* Directions *
Can you swap each "report the boxes" in the data below for "list the bounding boxes" and leave every other word as it is?

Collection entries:
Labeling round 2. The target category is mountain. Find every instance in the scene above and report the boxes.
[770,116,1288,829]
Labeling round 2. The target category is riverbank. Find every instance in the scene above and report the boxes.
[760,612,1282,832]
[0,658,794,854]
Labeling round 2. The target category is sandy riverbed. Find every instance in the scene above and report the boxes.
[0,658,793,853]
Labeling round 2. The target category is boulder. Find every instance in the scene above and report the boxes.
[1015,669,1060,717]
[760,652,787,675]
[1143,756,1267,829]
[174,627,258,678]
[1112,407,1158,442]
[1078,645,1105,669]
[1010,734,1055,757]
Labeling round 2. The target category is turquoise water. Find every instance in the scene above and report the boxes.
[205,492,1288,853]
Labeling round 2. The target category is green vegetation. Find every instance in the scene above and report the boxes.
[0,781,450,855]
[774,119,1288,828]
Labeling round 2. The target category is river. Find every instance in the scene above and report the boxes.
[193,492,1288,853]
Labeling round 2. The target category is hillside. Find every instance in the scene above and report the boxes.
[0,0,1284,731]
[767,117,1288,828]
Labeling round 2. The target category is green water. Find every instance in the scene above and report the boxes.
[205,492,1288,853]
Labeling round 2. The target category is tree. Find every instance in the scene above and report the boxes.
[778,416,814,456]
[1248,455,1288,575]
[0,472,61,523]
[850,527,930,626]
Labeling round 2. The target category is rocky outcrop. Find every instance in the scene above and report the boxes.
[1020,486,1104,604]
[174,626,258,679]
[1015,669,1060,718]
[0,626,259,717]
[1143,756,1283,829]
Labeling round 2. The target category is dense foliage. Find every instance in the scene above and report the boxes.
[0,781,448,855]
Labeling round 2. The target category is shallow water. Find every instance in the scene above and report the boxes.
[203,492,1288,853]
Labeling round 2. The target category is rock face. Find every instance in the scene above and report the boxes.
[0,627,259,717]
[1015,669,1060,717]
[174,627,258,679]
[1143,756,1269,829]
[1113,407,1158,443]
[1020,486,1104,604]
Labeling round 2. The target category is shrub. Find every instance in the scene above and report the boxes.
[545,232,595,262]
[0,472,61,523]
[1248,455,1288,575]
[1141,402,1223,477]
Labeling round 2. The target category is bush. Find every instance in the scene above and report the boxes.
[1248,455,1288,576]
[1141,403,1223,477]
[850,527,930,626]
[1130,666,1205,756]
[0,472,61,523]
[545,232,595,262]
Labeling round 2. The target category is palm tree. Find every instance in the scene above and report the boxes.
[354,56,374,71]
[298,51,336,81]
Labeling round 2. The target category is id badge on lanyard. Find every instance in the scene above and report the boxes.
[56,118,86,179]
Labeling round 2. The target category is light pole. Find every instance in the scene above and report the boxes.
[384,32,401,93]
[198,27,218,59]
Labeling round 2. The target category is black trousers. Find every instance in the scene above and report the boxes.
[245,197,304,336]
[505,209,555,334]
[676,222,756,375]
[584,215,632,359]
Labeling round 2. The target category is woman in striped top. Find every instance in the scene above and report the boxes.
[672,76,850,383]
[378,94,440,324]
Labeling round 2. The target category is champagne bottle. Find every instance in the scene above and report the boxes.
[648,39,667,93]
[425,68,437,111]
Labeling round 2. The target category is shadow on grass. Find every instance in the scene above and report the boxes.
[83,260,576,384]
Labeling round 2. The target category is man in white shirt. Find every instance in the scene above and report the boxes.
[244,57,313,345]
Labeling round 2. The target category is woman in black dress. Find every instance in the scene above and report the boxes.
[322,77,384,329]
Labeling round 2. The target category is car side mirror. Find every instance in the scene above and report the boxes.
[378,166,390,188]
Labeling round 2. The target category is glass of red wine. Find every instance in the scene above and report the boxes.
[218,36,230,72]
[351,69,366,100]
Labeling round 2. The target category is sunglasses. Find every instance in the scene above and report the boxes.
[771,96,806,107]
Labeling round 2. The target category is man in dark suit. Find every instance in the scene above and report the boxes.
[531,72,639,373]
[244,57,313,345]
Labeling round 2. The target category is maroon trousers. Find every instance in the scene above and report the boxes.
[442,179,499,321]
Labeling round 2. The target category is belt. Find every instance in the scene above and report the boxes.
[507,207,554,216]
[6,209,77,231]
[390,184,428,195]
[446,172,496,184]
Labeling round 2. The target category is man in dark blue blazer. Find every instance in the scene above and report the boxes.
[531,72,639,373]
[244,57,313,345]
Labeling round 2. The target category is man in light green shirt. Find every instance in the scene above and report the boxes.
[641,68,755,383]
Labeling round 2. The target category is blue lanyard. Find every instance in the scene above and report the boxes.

* Written response *
Labeling round 2. The target category is mountain. Find every instance in the scene above and list the bounding boxes.
[770,116,1288,829]
Labeling round 2. The target category is riverbank. Find every instance in the scene above and list the bounding boxes.
[760,612,1282,832]
[0,658,794,854]
Labeling round 2. The target category is sandy riverbed. Find every instance in the scene above and list the bounding boxes.
[0,658,793,853]
Labeling round 2. The target category is boulder. Find every instance in the scene above and list the bounding boxes.
[1015,669,1060,717]
[760,652,787,675]
[1143,756,1267,829]
[174,627,258,678]
[1112,407,1158,442]
[1078,645,1105,669]
[1010,734,1055,757]
Labeling round 2. The target category is turquoise water. Find every instance in the scene above and list the bounding boxes.
[205,492,1288,853]
Labeling round 2. The target category is green vegetation. Find every instance in the scene above and list the bounding boxes.
[0,781,450,855]
[774,119,1288,828]
Labeling round 2. The target category is river. Find every instance in the scene above and list the bounding boxes.
[193,492,1288,853]
Labeling round 2. The target category is hillside. Find every instance in the scene above and list the bounding boxes.
[0,0,1284,731]
[767,117,1288,828]
Labeling round 2. The target category is green water. Find every instance in the scene above and list the bounding boxes.
[205,492,1288,853]
Labeling round 2. The target category is tree. Find every instance in the scene above and list the bounding boxes.
[778,416,814,456]
[1248,455,1288,575]
[0,472,61,523]
[850,527,930,626]
Labeling round 2. The target category is rocky outcrop. Find every instance in the scene above and list the bounding boxes.
[1020,486,1104,604]
[174,626,258,679]
[1015,669,1060,718]
[0,626,259,717]
[1143,756,1283,829]
Labeling round 2. The target category is dense foliage. Find every instance in the scene above and list the bounding boxes.
[0,781,448,855]
Labeling round 2. The target category is shallow water. Find every instance in the scene above and list the bounding boxes.
[203,492,1288,853]
Labeling round 2. The target category is rock face. Find every instance in the scene above and list the bounding boxes.
[0,627,259,717]
[1015,669,1060,717]
[174,627,258,679]
[1143,756,1269,829]
[1113,407,1158,443]
[1020,486,1104,604]
Labeling round 2. The target category is shrub. Find every instance in the scene above and list the bounding boxes.
[545,232,595,262]
[0,472,61,523]
[1248,455,1288,575]
[1141,402,1223,477]
Labeling round 2. The target category is bush. Find every instance in the scene above and list the bounding boxes.
[1248,455,1288,576]
[1141,403,1223,477]
[850,527,930,626]
[1130,666,1205,756]
[0,472,61,523]
[545,232,595,262]
Labeling round 2. The target category is palm tree. Find every instance in the scene above and list the bounding boxes.
[354,56,374,71]
[298,51,336,81]
Labeling round 2. The target category is id badge on lanyard. Find every instance in the scene above and list the bounding boxes.
[56,118,86,179]
Labeling round 2. The target category is light pole. Find every instance in the scene above and list the bounding boxes.
[384,32,401,93]
[198,27,218,59]
Labeling round 2. The target category is black trousers. Find every instance in the scene above and list the bounding boxes.
[245,197,304,336]
[505,209,555,334]
[676,222,756,375]
[584,215,632,359]
Labeling round 2. The target category is woman in striped top. Find every instance in the scene above and list the bounding boxes.
[672,76,850,383]
[378,94,440,324]
Labeling round 2. The target category is champagne bottle. Find every instance in the scene above and list the bounding boxes.
[648,39,667,93]
[425,68,437,111]
Labeling round 2. The target category is shadow on grass. Find every instance in the scene above and list the bounding boxes.
[83,260,576,384]
Labeling round 2. The target category is man in white shirt. Find every instance in the scene above and list the bounding boxes.
[244,57,313,345]
Labeling round 2. The target category is woman in black dress. Find every instance in the scene above and list the bounding boxes.
[322,77,384,329]
Labeling round 2. The target category is car side mirror. Find every instance in the scene above and list the bounding boxes.
[378,166,390,188]
Labeling round 2. The target category is glass of red wine. Find every instance in the scene above and list the bounding boxes.
[218,36,230,72]
[351,69,366,100]
Labeling round 2. The target category is sunglasses. Find every instance in the scene above and list the bounding boxes.
[771,96,806,107]
Labeling round 2. The target category is man in dark suit. Find every instance in the scene above and list the bounding boxes.
[531,72,639,373]
[244,57,313,345]
Labeling round 2. The target category is maroon trousers. Find every instance in the scene above and list the bounding boxes.
[442,179,499,321]
Labeling round 2. The target category is belt. Find every instance in the scene above and list the bounding boxes.
[507,207,554,216]
[6,209,77,231]
[390,184,428,195]
[446,172,496,184]
Labeling round 2. The target category is man in dark blue blazer. Find every instance in the scene above and list the bounding boxes.
[531,72,639,373]
[244,57,313,345]
Labeling round 2. The target category is man in light green shirt. Find every instance in the scene above and list the bounding boxes.
[641,68,755,383]
Labeling round 2. The target category is blue lanyard. Find every instance in the scene above and list the bounding boxes.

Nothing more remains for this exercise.